__WHAT IS NEEDED__:
In the forum thread below about DirecTv, how many customer service representatives does jgrade say could not get the account in order?

Start of SOURCE EXCERPT

# Porn, Nuns, DirecTv



## C McB (Nov 3, 2001)

You can't buy this kind of publicity. You have to earn it.

http://www.stltoday.com/stltoday/ne...1B6A4EB836B575D3862571660032D52E?OpenDocument


----------



## bsnelson (Oct 30, 1999)

Yes, but now you and I will have to pay for all of those "stolen" movies in the form of increased fees. 



Brad


----------



## newsposter (Aug 18, 2002)

so what really happened? shared box? kids hacking?


----------



## jgrade (Aug 11, 2005)

I find it hard to believe that 7 CSR's could not get the account in order  Maybe they could have suggested they check their purchase history! Porn on Easter; even as a non-Christian I find that slightly disturbing.


----------



## C McB (Nov 3, 2001)

bsnelson said:


> Yes, but now you and I will have to pay for all of those "stolen" movies in the form of increased fees.
> 
> 
> 
> Brad


The negative PR hit will cost many times the amount of the allegedly stolen movies. The people who, as a result of this story, won't consider signing up for DTV will have a far greater impact on remaining customers.

DirecTv was incredibly stupid not to drop the charge.


----------



## jfh3 (Apr 15, 2004)

C McB said:


> The negative PR hit will cost many times the amount of the allegedly stolen movies. The people who, as a result of this story, won't consider signing up for DTV will have a far greater impact on remaining customers.

End of SOURCE EXCERPT
Start of RECORD LIST

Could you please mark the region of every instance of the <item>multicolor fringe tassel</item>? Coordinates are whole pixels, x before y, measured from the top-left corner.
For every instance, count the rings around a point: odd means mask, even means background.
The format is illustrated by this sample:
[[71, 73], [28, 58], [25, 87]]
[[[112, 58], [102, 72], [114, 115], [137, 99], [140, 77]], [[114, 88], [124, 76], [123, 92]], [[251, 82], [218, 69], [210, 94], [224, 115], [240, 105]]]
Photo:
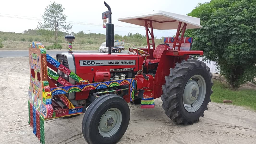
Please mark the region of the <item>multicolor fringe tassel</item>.
[[30, 103], [30, 105], [29, 106], [29, 111], [30, 112], [30, 119], [29, 121], [29, 125], [30, 125], [30, 126], [32, 127], [32, 128], [33, 127], [33, 106], [32, 105], [32, 104]]
[[28, 124], [30, 124], [30, 102], [28, 101]]
[[154, 97], [143, 98], [141, 100], [141, 108], [155, 108]]
[[33, 133], [34, 134], [36, 135], [36, 108], [35, 107], [33, 107]]
[[38, 111], [36, 112], [36, 136], [40, 140], [40, 113]]
[[45, 118], [40, 116], [40, 141], [45, 144]]

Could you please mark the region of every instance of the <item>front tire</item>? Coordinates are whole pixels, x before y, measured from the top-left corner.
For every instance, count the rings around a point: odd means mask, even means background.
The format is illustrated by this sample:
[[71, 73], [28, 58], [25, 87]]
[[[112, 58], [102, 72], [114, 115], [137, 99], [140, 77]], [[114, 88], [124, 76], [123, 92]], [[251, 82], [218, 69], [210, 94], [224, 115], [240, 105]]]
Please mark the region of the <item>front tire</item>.
[[89, 144], [115, 143], [124, 134], [130, 120], [129, 107], [122, 98], [113, 94], [102, 95], [87, 109], [83, 135]]
[[195, 60], [177, 63], [166, 76], [162, 86], [162, 106], [173, 120], [184, 125], [193, 124], [204, 116], [211, 102], [212, 74], [204, 62]]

End of RECORD LIST

__FULL OUTPUT__:
Seven.